Write the data out again exactly, dropping any images it holds.

(Excerpts from point annotation data)
## begin
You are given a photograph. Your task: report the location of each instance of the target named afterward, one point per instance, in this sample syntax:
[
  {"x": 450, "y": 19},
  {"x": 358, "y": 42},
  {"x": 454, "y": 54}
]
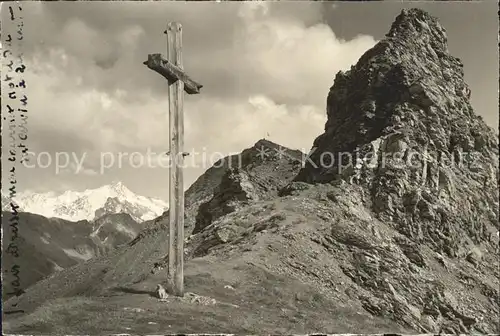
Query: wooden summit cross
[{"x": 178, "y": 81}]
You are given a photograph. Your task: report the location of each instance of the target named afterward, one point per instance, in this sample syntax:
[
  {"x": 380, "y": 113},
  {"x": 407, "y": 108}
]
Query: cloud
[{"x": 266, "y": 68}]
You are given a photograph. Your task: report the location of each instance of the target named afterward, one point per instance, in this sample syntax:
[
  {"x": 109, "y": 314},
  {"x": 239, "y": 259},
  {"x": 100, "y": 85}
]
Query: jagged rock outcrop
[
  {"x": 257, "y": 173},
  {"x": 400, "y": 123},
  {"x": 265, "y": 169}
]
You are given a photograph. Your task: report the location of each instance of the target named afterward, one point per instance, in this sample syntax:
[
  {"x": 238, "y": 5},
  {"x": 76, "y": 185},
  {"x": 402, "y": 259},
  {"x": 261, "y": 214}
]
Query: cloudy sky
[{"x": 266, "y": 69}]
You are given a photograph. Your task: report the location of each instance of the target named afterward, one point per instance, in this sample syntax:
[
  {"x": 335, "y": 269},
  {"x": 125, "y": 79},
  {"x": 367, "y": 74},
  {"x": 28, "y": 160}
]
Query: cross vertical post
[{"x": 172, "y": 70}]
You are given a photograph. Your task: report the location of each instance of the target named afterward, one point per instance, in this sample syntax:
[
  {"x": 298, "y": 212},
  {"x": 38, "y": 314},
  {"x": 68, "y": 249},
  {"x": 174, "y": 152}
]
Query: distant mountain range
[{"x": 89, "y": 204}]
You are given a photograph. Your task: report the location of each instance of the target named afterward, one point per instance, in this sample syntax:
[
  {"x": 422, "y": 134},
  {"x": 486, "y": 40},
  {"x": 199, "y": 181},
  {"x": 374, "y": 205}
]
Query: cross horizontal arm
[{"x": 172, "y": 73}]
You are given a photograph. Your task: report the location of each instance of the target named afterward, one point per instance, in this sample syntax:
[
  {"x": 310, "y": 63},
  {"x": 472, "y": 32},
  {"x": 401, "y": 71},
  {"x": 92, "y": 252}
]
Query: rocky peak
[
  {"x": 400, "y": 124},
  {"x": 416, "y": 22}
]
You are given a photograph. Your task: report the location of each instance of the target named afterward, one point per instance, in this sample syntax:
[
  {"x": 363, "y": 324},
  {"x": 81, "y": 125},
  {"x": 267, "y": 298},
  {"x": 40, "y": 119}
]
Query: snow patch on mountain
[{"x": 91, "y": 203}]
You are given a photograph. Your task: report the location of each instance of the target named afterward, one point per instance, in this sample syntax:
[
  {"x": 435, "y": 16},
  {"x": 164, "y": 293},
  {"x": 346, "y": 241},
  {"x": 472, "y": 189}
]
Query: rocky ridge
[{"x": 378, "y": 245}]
## end
● EXERCISE OUTPUT
You are given a photograph. Your task: report the location of each instance of the target named afterward, one point per instance, in this sample syntax:
[
  {"x": 450, "y": 19},
  {"x": 358, "y": 42},
  {"x": 454, "y": 54}
]
Query: wooden summit cross
[{"x": 178, "y": 81}]
You are given a photograph. Your task: report the location of each instance of the target named afterward, one point per instance, in this sample syntax:
[
  {"x": 380, "y": 113},
  {"x": 407, "y": 108}
]
Query: cloud
[{"x": 266, "y": 68}]
You are given a photograph. Your task: report the location of each instance of the target named afterward, one point per instance, in this sample syntax:
[
  {"x": 109, "y": 314},
  {"x": 239, "y": 259},
  {"x": 100, "y": 85}
]
Query: jagged rock outcrop
[
  {"x": 257, "y": 173},
  {"x": 400, "y": 123},
  {"x": 265, "y": 169}
]
You are given a photograph. Your task: report the location of each instance of the target named afterward, one point per instance, in this sample syntax:
[
  {"x": 238, "y": 5},
  {"x": 76, "y": 185},
  {"x": 402, "y": 259},
  {"x": 261, "y": 214}
]
Query: cloudy sky
[{"x": 266, "y": 69}]
You are given a photograph. Your task: report the location of each instance of the target named afterward, one point per instance, in this sample syntax:
[
  {"x": 335, "y": 269},
  {"x": 125, "y": 79},
  {"x": 367, "y": 74},
  {"x": 28, "y": 160}
]
Query: cross vertical post
[{"x": 172, "y": 70}]
You are given a photograph. Your task: report the location of each instance of the target named afterward, one point per instance, in this sample syntax:
[
  {"x": 298, "y": 212},
  {"x": 38, "y": 314},
  {"x": 68, "y": 249},
  {"x": 174, "y": 152}
]
Query: distant mountain range
[{"x": 89, "y": 204}]
You are given a photograph. Your task: report the location of each instance of the target named afterward, one point per instance, in this sample syntax:
[
  {"x": 422, "y": 134},
  {"x": 486, "y": 40},
  {"x": 199, "y": 181},
  {"x": 374, "y": 205}
]
Query: cross horizontal arm
[{"x": 172, "y": 73}]
You are given a photograph. Your task: report the location of each instance of the target named afterward, one point per instance, in this sample syntax:
[
  {"x": 310, "y": 63},
  {"x": 472, "y": 32},
  {"x": 401, "y": 71},
  {"x": 92, "y": 252}
]
Query: rocky peak
[
  {"x": 400, "y": 124},
  {"x": 416, "y": 22}
]
You are given a photograph. Your task: report the location of each instance of the target named afterward, one point per instance, in this sample syntax:
[
  {"x": 363, "y": 324},
  {"x": 81, "y": 125},
  {"x": 267, "y": 298},
  {"x": 40, "y": 119}
]
Query: snow patch on mountain
[{"x": 91, "y": 203}]
You are given a photograph. Your task: report the location of each instance of the target named afterward, one point per instance, in this sample syntax:
[
  {"x": 435, "y": 16},
  {"x": 164, "y": 293},
  {"x": 346, "y": 241},
  {"x": 472, "y": 189}
]
Query: rocky ridge
[{"x": 378, "y": 245}]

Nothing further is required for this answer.